>>>

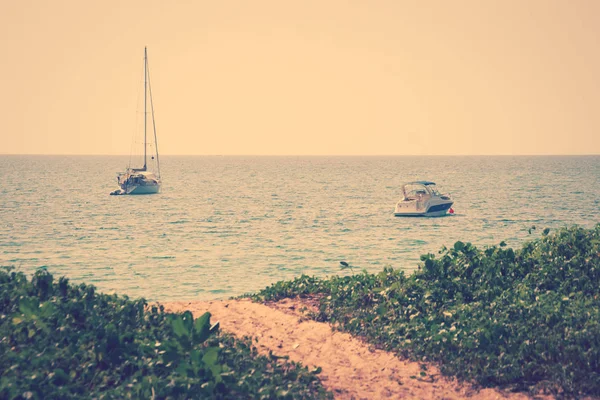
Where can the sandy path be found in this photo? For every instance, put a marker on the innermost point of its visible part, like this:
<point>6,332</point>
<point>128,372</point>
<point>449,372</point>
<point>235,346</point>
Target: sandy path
<point>350,369</point>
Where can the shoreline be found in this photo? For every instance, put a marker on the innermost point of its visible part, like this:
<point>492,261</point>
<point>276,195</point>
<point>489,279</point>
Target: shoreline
<point>350,367</point>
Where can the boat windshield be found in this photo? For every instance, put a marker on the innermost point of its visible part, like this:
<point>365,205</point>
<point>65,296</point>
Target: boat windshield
<point>434,190</point>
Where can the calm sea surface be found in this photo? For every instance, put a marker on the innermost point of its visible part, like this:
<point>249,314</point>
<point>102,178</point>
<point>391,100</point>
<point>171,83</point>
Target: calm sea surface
<point>224,226</point>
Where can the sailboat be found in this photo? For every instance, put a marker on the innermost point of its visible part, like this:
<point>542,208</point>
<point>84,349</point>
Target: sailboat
<point>144,180</point>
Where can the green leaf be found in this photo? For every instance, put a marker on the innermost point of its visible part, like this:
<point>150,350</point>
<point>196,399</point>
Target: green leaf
<point>211,355</point>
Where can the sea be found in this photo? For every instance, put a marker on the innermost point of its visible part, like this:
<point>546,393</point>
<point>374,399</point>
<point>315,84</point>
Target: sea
<point>224,226</point>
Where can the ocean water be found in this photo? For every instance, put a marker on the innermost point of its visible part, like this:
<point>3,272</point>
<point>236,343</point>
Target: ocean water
<point>224,226</point>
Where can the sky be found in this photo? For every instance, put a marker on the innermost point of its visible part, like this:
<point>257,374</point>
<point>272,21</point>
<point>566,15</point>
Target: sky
<point>311,77</point>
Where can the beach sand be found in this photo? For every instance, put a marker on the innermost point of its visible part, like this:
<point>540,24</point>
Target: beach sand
<point>351,368</point>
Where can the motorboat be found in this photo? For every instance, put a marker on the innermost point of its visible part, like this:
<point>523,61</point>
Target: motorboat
<point>144,180</point>
<point>422,199</point>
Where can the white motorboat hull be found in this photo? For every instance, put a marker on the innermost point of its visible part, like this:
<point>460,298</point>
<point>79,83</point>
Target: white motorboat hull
<point>431,208</point>
<point>150,189</point>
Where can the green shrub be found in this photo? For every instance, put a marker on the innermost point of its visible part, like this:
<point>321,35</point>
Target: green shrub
<point>61,341</point>
<point>528,319</point>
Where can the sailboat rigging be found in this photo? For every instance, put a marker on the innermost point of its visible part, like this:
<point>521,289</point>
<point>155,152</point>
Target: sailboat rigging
<point>143,180</point>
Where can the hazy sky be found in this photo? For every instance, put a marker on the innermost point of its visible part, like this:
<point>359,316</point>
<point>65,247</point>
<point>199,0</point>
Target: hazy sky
<point>302,77</point>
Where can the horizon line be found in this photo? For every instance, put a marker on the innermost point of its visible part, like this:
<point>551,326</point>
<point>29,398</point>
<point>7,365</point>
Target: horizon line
<point>310,155</point>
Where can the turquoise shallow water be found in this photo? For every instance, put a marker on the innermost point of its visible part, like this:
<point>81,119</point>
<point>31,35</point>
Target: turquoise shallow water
<point>223,226</point>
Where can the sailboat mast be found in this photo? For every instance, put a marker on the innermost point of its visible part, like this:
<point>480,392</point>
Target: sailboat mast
<point>145,93</point>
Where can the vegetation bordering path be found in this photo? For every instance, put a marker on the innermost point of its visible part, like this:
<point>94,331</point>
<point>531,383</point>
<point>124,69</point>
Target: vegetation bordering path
<point>528,319</point>
<point>64,341</point>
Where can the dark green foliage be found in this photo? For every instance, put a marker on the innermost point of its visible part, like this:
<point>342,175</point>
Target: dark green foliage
<point>527,319</point>
<point>61,341</point>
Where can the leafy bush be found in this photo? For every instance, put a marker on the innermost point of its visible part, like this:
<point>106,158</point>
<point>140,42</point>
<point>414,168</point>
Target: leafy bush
<point>61,341</point>
<point>527,319</point>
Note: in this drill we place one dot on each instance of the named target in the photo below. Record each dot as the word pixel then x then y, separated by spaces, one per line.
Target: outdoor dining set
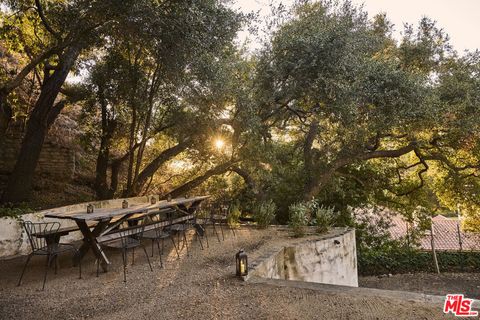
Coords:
pixel 126 229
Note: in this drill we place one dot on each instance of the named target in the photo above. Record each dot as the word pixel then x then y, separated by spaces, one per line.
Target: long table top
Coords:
pixel 107 213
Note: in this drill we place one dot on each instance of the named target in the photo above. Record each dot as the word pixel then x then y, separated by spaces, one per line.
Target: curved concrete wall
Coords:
pixel 13 240
pixel 332 259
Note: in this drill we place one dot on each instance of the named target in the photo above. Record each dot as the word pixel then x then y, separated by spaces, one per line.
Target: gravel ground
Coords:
pixel 431 283
pixel 199 286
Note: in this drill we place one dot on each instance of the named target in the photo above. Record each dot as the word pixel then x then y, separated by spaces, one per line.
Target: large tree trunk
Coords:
pixel 308 157
pixel 153 166
pixel 198 180
pixel 102 189
pixel 43 115
pixel 5 114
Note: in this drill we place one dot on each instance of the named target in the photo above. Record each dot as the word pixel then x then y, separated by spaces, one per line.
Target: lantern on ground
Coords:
pixel 242 263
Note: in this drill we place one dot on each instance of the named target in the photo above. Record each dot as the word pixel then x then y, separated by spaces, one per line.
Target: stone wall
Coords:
pixel 332 259
pixel 56 162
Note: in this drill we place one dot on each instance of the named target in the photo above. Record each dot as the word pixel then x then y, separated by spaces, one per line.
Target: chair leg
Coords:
pixel 160 252
pixel 174 245
pixel 148 259
pixel 206 235
pixel 24 268
pixel 185 241
pixel 124 257
pixel 49 260
pixel 199 238
pixel 216 232
pixel 98 266
pixel 221 229
pixel 80 269
pixel 56 263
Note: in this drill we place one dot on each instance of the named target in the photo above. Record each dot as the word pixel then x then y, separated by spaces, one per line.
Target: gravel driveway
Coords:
pixel 199 286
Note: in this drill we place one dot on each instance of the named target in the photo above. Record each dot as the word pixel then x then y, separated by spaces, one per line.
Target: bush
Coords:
pixel 264 213
pixel 233 217
pixel 299 216
pixel 323 218
pixel 14 211
pixel 404 260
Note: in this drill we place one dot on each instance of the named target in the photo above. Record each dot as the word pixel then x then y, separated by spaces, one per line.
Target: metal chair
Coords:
pixel 44 241
pixel 129 238
pixel 159 233
pixel 219 216
pixel 182 228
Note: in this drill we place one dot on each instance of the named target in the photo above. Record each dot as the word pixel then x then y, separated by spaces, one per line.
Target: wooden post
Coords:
pixel 459 233
pixel 432 241
pixel 460 243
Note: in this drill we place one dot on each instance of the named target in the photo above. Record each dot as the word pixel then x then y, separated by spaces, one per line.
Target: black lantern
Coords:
pixel 242 263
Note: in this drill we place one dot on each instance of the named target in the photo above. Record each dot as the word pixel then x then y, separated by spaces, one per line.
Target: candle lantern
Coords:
pixel 242 263
pixel 153 200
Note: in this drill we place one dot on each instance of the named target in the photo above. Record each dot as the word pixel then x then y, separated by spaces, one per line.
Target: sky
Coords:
pixel 459 18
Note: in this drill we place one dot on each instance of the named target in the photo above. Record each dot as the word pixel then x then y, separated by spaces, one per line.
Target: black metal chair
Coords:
pixel 129 239
pixel 219 216
pixel 44 241
pixel 157 234
pixel 181 229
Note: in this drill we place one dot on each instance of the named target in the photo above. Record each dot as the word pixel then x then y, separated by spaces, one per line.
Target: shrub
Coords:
pixel 299 216
pixel 265 213
pixel 14 211
pixel 404 260
pixel 323 218
pixel 233 217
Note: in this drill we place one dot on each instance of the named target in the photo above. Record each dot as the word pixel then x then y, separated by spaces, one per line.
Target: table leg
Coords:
pixel 90 242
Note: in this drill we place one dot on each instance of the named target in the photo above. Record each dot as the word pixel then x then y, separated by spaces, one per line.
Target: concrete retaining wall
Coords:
pixel 332 260
pixel 13 240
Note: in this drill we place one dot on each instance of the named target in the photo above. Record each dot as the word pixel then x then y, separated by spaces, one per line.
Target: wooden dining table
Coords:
pixel 108 221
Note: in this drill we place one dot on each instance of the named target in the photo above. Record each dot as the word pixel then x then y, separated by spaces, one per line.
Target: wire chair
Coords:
pixel 157 234
pixel 44 241
pixel 181 230
pixel 129 239
pixel 219 216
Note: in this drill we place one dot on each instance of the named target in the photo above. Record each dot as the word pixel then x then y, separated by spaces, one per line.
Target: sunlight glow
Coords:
pixel 219 143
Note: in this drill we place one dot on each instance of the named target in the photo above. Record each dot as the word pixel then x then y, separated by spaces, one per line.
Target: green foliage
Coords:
pixel 324 218
pixel 264 213
pixel 300 215
pixel 311 213
pixel 233 217
pixel 14 210
pixel 404 260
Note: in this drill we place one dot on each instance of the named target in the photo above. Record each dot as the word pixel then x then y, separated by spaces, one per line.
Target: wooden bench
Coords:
pixel 64 231
pixel 116 234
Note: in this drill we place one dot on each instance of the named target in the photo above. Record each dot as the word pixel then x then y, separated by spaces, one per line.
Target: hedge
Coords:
pixel 372 262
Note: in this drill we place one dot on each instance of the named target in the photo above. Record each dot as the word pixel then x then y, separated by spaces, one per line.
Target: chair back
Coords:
pixel 38 232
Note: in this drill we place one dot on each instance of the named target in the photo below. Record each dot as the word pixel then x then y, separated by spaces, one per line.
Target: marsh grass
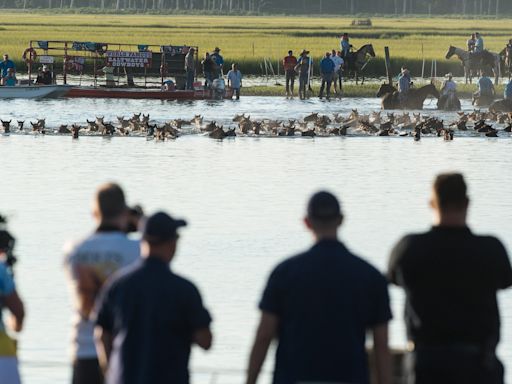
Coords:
pixel 249 39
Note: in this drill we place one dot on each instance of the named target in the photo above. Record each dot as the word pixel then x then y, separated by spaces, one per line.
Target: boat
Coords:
pixel 145 93
pixel 33 91
pixel 150 71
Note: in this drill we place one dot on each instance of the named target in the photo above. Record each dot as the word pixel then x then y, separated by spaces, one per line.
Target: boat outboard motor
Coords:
pixel 219 89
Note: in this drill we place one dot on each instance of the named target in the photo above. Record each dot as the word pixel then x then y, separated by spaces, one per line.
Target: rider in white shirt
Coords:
pixel 449 85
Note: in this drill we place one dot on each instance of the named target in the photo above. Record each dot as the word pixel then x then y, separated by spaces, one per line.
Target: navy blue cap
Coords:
pixel 161 227
pixel 324 206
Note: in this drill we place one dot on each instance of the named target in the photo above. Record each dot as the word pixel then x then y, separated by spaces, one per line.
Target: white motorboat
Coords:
pixel 33 91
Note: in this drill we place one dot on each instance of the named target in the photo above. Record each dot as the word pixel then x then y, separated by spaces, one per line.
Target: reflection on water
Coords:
pixel 244 200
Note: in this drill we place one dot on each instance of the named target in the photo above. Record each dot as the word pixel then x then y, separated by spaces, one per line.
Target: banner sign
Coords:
pixel 174 49
pixel 129 59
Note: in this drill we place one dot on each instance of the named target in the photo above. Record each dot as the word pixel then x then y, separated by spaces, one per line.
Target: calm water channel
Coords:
pixel 244 199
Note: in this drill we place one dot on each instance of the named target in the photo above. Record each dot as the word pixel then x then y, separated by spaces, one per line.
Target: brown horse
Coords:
pixel 506 54
pixel 476 62
pixel 356 62
pixel 415 98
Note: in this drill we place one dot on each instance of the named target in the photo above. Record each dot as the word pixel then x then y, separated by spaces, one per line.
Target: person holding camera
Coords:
pixel 9 299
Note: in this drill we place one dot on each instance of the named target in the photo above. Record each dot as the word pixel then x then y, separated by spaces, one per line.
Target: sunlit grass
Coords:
pixel 250 39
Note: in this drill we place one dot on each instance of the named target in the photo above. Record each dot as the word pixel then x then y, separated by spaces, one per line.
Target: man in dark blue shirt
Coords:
pixel 319 305
pixel 148 317
pixel 6 64
pixel 451 277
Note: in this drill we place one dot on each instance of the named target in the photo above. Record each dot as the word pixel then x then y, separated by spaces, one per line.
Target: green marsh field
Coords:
pixel 248 40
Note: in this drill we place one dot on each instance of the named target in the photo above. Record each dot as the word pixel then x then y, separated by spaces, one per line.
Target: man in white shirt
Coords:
pixel 235 80
pixel 89 263
pixel 338 74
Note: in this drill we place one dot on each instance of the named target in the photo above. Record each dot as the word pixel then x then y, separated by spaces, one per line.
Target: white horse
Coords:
pixel 476 62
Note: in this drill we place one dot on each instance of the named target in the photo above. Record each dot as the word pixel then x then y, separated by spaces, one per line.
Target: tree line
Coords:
pixel 333 7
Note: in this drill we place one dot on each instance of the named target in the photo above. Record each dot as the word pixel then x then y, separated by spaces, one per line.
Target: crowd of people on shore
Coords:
pixel 136 320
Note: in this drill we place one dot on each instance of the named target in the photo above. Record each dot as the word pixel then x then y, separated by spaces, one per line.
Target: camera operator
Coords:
pixel 9 299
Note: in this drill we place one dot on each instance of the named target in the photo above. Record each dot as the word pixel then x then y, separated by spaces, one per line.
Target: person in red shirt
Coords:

<<<

TASK GOAL => Copy every line above that holds the word "black".

RESULT FOR THIS TASK =>
Target: black lantern
Target: black metal chair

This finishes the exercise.